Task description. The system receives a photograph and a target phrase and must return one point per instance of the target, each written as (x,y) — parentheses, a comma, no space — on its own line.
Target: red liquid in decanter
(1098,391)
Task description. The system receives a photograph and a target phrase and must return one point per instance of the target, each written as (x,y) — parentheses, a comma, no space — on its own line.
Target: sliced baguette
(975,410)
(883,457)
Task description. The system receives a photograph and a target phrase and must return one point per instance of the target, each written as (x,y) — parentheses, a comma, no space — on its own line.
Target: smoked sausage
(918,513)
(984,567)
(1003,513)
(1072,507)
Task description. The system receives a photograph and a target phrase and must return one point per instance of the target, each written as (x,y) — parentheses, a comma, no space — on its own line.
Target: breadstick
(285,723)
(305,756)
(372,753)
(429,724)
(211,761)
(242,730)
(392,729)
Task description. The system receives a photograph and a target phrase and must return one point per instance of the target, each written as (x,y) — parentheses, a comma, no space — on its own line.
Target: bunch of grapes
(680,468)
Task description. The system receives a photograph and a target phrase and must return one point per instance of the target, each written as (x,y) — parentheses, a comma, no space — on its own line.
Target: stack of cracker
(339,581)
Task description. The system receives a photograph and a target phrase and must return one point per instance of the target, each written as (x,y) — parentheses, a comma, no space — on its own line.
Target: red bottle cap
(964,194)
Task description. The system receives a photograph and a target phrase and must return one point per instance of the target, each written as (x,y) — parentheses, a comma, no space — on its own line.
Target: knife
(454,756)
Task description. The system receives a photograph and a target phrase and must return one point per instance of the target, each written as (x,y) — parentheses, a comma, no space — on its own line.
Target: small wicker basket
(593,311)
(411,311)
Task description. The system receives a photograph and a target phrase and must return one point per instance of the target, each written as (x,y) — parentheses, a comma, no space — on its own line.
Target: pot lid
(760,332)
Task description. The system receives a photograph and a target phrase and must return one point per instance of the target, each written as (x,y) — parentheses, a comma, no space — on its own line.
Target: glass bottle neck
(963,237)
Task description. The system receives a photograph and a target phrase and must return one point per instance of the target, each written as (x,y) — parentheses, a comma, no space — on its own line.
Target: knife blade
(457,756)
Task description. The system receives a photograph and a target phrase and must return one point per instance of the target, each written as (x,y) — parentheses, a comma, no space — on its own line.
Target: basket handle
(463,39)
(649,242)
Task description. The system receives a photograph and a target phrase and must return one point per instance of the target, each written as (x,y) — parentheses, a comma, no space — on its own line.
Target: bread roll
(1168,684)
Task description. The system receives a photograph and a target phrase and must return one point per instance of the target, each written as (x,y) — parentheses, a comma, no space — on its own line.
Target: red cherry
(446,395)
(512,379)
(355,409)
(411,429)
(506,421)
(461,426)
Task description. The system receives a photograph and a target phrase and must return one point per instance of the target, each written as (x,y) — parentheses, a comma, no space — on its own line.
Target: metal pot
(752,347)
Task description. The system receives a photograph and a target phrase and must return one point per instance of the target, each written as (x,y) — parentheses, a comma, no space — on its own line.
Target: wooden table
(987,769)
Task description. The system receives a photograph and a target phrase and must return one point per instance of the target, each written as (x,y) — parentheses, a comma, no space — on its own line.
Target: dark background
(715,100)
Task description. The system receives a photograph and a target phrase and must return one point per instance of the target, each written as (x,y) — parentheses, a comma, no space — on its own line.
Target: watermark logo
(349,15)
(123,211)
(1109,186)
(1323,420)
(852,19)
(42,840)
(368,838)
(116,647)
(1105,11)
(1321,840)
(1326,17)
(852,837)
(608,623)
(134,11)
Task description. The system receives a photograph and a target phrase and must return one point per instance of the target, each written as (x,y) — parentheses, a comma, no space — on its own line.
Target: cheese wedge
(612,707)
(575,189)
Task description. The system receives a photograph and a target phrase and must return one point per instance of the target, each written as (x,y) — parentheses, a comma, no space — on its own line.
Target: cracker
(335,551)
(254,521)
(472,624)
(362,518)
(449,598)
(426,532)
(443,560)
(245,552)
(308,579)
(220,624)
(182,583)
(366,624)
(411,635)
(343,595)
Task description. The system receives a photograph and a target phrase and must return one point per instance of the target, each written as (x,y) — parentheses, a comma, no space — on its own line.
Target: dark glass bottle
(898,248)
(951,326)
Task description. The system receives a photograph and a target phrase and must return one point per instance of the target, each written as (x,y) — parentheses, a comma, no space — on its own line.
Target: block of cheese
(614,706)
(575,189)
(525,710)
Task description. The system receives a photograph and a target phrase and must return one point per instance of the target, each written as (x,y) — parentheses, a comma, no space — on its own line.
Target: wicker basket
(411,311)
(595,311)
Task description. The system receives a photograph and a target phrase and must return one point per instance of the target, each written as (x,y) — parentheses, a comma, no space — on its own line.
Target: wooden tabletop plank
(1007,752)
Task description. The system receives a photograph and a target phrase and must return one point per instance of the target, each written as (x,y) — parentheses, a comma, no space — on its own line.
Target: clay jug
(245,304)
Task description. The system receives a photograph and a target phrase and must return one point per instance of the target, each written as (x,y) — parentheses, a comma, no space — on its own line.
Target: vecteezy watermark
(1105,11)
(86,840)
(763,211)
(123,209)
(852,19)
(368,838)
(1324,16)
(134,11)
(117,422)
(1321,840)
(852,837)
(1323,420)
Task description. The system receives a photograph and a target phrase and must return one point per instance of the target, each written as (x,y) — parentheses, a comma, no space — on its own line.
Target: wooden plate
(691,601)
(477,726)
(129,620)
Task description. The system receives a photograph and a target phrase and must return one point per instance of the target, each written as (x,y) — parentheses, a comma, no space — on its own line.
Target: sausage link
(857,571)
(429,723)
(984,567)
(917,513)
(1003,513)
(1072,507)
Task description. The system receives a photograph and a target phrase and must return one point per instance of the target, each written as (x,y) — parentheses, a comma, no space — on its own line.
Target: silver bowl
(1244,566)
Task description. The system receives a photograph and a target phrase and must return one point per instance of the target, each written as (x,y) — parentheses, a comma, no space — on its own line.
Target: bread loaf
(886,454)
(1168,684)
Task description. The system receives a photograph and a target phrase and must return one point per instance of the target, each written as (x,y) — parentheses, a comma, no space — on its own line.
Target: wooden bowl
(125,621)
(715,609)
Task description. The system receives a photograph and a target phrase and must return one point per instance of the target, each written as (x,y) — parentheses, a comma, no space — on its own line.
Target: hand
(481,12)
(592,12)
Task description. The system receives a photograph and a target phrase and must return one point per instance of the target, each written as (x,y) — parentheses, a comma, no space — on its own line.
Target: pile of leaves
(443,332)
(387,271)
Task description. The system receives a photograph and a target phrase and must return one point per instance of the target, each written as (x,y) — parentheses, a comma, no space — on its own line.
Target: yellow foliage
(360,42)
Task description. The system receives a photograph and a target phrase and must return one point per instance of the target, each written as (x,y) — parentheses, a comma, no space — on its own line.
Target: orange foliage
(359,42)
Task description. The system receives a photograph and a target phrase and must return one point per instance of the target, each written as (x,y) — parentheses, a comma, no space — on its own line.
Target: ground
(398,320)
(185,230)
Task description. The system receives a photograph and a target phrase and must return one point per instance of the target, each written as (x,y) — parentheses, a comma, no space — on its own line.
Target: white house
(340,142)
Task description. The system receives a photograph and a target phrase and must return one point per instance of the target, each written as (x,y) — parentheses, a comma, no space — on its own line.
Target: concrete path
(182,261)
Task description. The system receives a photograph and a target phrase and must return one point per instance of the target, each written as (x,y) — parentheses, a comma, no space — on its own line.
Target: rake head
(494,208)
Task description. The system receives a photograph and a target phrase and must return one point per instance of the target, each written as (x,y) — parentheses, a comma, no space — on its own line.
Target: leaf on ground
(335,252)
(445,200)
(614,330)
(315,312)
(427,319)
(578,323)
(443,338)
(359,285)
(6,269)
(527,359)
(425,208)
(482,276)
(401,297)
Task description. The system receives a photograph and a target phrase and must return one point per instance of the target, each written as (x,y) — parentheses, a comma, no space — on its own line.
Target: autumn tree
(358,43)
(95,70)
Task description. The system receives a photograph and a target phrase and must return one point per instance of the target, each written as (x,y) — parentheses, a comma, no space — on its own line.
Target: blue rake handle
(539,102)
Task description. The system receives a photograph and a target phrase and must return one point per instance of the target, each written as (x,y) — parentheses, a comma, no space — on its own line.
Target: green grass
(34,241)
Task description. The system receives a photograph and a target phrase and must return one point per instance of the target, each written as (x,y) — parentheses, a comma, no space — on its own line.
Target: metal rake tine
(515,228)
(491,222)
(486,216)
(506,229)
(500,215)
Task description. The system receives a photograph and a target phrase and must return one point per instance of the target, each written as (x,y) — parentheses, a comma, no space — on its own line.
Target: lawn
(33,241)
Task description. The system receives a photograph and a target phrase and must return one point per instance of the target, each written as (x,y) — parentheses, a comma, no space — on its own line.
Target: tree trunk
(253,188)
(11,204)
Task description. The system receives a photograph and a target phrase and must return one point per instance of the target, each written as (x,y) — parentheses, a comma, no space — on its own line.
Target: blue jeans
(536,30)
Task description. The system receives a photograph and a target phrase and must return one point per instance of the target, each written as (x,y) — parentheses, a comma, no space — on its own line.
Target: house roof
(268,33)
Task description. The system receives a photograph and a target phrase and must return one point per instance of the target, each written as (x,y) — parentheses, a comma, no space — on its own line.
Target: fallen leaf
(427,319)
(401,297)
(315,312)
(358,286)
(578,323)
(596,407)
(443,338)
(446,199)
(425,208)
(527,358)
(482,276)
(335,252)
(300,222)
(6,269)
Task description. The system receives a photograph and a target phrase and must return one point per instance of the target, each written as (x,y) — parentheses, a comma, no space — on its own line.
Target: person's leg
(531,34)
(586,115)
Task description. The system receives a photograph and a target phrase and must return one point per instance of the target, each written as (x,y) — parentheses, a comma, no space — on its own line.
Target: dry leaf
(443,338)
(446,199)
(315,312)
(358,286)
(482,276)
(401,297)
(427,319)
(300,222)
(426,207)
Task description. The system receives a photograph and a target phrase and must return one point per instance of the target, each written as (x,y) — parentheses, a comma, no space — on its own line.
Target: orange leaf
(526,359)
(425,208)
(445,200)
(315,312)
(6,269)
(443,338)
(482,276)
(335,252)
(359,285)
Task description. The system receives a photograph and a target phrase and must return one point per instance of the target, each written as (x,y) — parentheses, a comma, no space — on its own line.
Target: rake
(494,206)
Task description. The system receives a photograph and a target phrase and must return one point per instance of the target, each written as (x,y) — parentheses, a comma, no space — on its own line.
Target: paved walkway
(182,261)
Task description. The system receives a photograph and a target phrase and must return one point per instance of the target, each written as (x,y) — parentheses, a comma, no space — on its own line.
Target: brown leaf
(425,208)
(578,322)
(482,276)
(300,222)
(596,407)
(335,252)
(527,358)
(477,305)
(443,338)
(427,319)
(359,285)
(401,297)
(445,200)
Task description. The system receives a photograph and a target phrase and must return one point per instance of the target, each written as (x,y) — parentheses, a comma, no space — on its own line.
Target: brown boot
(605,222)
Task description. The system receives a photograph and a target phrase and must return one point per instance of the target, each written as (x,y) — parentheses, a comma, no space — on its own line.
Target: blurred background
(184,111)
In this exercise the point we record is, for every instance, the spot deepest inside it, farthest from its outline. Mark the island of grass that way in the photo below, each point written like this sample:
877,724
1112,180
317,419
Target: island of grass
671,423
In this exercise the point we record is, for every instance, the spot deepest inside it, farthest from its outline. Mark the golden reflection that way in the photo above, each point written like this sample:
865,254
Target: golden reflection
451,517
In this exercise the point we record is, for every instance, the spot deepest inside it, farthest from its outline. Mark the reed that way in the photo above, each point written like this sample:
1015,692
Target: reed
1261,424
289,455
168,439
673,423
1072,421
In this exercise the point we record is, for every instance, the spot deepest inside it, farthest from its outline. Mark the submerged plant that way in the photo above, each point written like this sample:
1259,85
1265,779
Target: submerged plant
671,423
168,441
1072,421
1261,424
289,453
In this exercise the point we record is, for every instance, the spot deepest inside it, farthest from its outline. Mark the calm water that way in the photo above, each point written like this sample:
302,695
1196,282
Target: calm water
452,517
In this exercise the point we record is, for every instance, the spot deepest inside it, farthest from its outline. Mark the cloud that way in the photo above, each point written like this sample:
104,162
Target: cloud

◇ ◇ ◇ ◇ ◇

* [WHAT YOU SHOULD DO]
Copy the records without any change, from the line containing "Mark the calm" through the final line of the records, inclusive.

* [EXERCISE OUTPUT]
In this exercise the point we record is, for every instance, the spot deepest inside it, farthest from its outline. Mark the calm water that way in the photo above, each point written like this sample:
302,695
1196,282
Target: calm water
452,517
In this exercise the point we record is, for every instance, the spot deepest inside it, farthest from its outline. Mark the cloud that way in the photo above, each point written like this sample:
104,162
Target: cloud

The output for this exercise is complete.